# [Task statement]
Reproduce the passage of the Hormuz market article from "Ticker Ratings" to "week. It is not.", word for word.

# [Document text]
========
Hormuz Is Closed, Aramco's CEO Just Ditched Davos, and Traders Are Googling 'How Bad Can This Get'
US-Iran tensions hit a new boiling point as a diplomatic impasse threatens global energy supply and Monday markets brace for impact

Ticker Ratings
Let's set the scene: Iran's Revolutionary Guards are threatening to permanently close the Strait of Hormuz if Trump follows through on energy facility strikes. Saudi Aramco's CEO quietly pulled out of a major international energy conference. Treasury Secretary Bessent says the US has 'plenty' of funds for a war. And somewhere in Washington, Kevin Warsh is trying to pretend this is a normal Fed confirmation week. It is not.
========
# [Provided information]
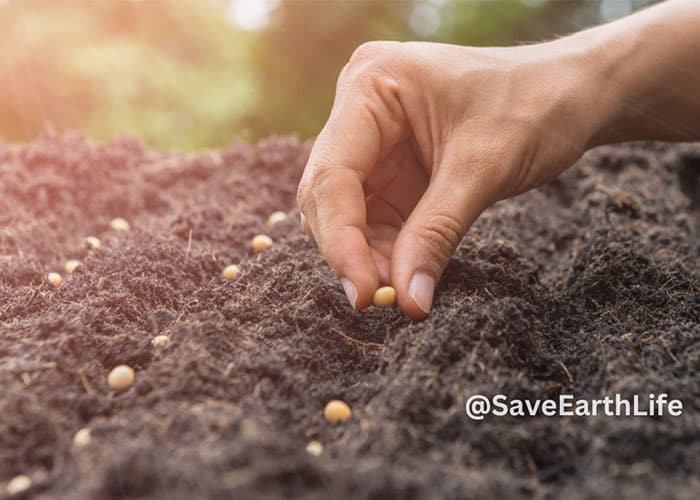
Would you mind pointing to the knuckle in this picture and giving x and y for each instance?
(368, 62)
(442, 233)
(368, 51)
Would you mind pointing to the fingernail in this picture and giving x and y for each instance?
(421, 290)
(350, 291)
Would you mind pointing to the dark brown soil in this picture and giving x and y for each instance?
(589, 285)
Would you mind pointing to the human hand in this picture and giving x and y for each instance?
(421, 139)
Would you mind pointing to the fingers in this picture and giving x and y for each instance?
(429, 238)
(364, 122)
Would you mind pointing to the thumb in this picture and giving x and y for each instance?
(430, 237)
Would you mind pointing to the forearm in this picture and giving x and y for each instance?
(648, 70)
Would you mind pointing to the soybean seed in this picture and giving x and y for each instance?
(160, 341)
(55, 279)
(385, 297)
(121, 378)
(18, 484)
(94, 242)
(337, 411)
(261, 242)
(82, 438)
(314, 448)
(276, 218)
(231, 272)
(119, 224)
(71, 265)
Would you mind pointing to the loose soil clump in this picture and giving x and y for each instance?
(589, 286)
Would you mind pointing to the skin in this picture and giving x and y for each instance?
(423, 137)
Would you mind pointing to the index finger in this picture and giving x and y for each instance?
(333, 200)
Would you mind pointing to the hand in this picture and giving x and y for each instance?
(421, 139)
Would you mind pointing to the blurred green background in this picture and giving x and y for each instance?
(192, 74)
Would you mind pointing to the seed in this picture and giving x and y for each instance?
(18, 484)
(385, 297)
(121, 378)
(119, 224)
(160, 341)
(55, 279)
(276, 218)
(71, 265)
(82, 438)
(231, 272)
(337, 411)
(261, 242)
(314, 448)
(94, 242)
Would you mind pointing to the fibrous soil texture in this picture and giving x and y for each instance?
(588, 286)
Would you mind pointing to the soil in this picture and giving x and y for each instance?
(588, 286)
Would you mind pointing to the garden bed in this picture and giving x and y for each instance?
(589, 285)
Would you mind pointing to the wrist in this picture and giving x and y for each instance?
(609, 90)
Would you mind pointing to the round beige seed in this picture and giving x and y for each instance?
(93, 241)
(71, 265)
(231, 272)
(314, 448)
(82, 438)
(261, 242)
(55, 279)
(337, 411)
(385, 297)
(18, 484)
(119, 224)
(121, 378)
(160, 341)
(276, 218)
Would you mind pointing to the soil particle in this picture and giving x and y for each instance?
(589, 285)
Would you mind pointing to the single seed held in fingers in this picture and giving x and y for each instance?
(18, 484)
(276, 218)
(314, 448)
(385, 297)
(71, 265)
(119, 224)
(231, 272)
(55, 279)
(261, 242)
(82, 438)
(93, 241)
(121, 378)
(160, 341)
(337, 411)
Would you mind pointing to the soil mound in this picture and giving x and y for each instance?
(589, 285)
========
# [Your solution]
Ticker Ratings
Let's set the scene: Iran's Revolutionary Guards are threatening to permanently close the Strait of Hormuz if Trump follows through on energy facility strikes. Saudi Aramco's CEO quietly pulled out of a major international energy conference. Treasury Secretary Bessent says the US has 'plenty' of funds for a war. And somewhere in Washington, Kevin Warsh is trying to pretend this is a normal Fed confirmation week. It is not.